§ **Request**: Return every line of the data below that contains the string "island". Case counts.

§ **Provided records**:

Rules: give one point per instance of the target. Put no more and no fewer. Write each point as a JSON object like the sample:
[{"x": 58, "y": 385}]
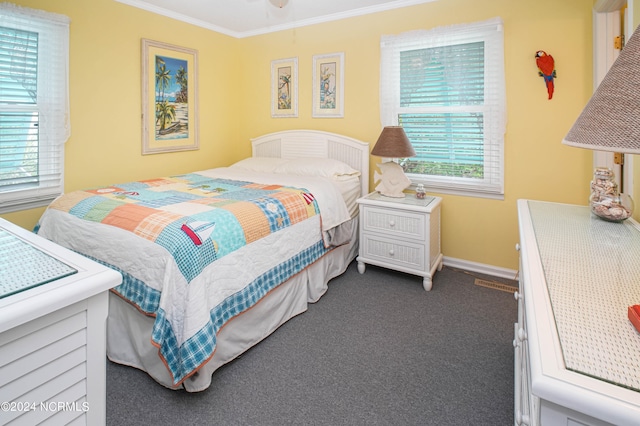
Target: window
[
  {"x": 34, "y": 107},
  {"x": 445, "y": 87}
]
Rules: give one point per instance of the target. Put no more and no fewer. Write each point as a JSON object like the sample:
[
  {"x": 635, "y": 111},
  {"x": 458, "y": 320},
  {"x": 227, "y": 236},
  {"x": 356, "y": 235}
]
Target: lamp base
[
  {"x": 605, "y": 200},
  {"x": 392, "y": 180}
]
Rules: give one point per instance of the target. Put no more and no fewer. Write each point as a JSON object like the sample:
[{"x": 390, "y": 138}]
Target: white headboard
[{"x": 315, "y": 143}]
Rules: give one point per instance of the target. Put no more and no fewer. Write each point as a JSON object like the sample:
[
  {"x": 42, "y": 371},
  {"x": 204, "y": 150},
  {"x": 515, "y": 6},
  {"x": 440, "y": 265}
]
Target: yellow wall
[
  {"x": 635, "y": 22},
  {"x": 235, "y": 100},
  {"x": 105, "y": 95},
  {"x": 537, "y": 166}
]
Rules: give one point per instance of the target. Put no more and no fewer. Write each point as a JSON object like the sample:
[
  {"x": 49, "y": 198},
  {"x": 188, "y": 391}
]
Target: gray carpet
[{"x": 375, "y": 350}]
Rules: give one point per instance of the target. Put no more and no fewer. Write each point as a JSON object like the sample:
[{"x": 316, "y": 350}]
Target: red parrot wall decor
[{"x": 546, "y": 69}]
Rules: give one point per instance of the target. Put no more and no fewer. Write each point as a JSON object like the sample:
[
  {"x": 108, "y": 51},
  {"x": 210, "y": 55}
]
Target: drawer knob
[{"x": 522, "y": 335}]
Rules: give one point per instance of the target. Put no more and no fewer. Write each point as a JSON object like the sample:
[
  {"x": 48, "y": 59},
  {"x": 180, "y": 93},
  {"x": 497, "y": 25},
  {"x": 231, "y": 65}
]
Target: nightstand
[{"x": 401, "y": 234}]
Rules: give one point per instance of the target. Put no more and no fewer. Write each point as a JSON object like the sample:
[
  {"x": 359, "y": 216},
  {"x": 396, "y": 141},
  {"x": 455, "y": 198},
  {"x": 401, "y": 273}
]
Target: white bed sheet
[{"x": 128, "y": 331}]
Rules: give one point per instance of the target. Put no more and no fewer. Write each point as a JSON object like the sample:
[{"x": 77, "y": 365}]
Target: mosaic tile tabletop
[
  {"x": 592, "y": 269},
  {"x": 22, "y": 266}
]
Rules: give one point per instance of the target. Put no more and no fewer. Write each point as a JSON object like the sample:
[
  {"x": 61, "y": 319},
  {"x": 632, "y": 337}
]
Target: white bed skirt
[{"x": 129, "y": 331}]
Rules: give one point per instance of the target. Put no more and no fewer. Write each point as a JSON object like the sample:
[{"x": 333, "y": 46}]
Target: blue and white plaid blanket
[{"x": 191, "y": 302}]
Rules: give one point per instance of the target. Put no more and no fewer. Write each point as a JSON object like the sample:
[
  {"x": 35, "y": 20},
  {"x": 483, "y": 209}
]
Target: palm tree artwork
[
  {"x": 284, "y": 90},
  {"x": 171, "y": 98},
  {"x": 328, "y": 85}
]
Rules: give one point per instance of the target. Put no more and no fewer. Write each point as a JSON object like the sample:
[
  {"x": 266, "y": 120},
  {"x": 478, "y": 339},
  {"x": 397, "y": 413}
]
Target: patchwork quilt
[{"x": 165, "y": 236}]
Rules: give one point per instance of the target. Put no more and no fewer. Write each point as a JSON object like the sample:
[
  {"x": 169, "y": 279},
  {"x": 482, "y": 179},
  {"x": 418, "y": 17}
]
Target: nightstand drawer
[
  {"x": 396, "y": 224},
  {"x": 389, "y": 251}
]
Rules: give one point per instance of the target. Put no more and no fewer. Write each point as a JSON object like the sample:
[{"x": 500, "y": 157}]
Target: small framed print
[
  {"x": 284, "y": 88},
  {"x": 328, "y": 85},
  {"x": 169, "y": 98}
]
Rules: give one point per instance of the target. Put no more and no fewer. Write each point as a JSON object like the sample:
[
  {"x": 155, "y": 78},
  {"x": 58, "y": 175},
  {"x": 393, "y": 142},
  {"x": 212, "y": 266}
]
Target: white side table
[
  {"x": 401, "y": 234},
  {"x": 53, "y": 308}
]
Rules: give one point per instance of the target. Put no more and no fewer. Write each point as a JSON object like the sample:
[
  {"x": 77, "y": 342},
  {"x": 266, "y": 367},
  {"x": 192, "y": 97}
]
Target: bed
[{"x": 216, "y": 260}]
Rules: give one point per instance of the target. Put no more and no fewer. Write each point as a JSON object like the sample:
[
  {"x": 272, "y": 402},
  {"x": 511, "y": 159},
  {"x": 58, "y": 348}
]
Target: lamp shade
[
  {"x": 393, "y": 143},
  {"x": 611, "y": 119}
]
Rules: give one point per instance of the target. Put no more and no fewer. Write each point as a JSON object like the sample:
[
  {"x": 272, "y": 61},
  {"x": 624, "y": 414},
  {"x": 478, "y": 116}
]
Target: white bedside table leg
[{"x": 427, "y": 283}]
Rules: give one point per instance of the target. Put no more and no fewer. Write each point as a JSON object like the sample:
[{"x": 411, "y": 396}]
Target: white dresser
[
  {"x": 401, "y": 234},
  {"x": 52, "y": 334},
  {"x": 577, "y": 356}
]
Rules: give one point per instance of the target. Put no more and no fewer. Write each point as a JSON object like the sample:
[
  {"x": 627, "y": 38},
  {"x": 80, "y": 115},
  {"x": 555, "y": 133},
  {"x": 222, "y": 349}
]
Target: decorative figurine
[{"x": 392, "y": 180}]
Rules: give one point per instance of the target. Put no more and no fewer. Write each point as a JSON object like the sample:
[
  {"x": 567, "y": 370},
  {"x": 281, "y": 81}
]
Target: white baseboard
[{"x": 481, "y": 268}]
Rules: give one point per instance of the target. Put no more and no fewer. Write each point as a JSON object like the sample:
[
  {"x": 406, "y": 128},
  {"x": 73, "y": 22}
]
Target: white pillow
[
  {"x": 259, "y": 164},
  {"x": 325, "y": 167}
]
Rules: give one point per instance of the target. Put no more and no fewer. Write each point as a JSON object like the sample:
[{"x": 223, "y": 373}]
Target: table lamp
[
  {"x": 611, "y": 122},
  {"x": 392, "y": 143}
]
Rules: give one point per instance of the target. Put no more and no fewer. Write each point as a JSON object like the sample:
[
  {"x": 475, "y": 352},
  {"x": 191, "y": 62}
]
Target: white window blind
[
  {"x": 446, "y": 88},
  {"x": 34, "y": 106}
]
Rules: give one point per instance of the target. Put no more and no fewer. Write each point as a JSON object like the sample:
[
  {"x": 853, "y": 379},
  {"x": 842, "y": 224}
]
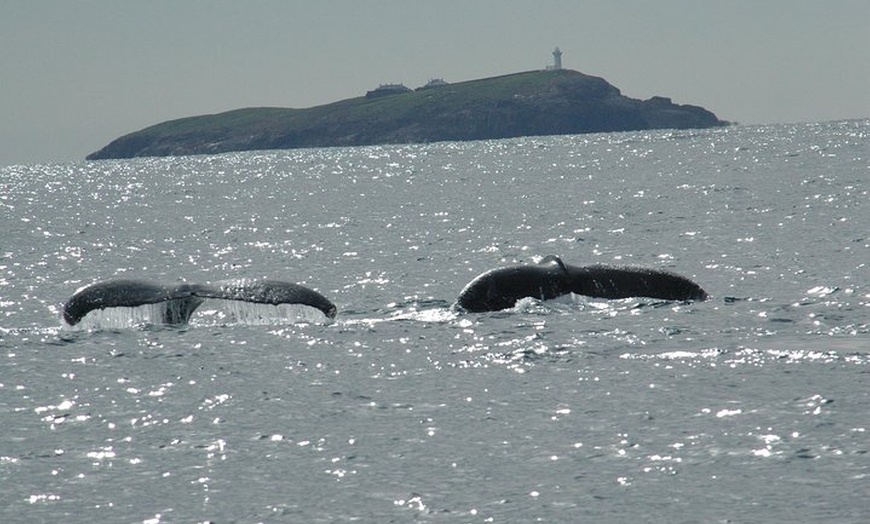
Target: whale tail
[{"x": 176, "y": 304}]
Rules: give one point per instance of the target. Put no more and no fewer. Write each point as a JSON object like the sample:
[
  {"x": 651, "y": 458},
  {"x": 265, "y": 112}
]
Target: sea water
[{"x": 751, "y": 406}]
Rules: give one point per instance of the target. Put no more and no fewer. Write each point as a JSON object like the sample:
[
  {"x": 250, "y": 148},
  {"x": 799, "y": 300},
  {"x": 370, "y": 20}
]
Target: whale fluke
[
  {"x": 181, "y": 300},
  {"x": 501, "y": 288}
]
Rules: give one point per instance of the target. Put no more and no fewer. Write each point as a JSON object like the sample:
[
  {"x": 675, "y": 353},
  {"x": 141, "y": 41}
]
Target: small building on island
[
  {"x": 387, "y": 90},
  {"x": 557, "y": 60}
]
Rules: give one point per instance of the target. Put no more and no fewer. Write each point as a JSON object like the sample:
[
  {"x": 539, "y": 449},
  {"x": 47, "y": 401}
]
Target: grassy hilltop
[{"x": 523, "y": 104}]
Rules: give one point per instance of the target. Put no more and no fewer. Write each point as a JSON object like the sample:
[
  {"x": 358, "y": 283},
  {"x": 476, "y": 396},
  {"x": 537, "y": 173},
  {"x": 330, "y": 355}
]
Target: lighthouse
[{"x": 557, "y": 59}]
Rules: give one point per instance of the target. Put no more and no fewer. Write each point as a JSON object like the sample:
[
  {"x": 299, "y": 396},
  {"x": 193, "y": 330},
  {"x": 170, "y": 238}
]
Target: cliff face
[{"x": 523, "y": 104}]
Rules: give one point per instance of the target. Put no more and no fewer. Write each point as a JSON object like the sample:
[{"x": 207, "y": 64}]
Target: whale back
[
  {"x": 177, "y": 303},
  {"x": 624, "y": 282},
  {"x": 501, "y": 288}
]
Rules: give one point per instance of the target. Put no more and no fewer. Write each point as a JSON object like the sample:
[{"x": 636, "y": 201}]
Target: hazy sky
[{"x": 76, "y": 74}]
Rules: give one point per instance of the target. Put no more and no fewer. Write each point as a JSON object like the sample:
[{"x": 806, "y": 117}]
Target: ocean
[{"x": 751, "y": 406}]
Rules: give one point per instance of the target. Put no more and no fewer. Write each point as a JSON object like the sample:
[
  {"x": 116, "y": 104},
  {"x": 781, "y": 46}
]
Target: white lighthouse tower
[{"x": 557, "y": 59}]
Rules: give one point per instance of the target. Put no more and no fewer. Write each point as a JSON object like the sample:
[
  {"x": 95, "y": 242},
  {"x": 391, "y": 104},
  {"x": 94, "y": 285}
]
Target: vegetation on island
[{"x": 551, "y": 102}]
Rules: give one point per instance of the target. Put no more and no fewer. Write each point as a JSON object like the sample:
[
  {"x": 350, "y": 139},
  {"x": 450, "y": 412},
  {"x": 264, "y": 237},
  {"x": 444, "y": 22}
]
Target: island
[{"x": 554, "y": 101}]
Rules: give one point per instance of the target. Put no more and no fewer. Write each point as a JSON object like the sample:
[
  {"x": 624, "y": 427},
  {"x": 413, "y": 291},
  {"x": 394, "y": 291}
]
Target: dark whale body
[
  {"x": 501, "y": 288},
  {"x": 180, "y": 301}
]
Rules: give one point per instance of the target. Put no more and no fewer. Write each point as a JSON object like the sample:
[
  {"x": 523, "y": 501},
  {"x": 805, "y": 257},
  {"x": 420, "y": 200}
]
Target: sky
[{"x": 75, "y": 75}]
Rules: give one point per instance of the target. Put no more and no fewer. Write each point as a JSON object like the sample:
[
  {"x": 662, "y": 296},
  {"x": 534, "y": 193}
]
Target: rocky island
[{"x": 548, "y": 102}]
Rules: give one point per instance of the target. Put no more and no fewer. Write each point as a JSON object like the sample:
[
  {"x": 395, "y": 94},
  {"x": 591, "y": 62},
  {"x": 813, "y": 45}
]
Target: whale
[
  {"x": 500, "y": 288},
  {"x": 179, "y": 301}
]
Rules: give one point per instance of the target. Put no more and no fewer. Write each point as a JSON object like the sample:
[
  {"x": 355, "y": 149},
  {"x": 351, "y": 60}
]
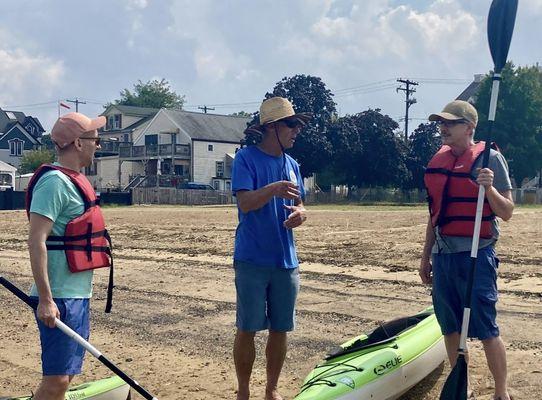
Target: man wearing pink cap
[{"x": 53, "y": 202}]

§ **Exercise output**:
Target: small building on island
Target: vegetation on island
Target: island
Target: rocky island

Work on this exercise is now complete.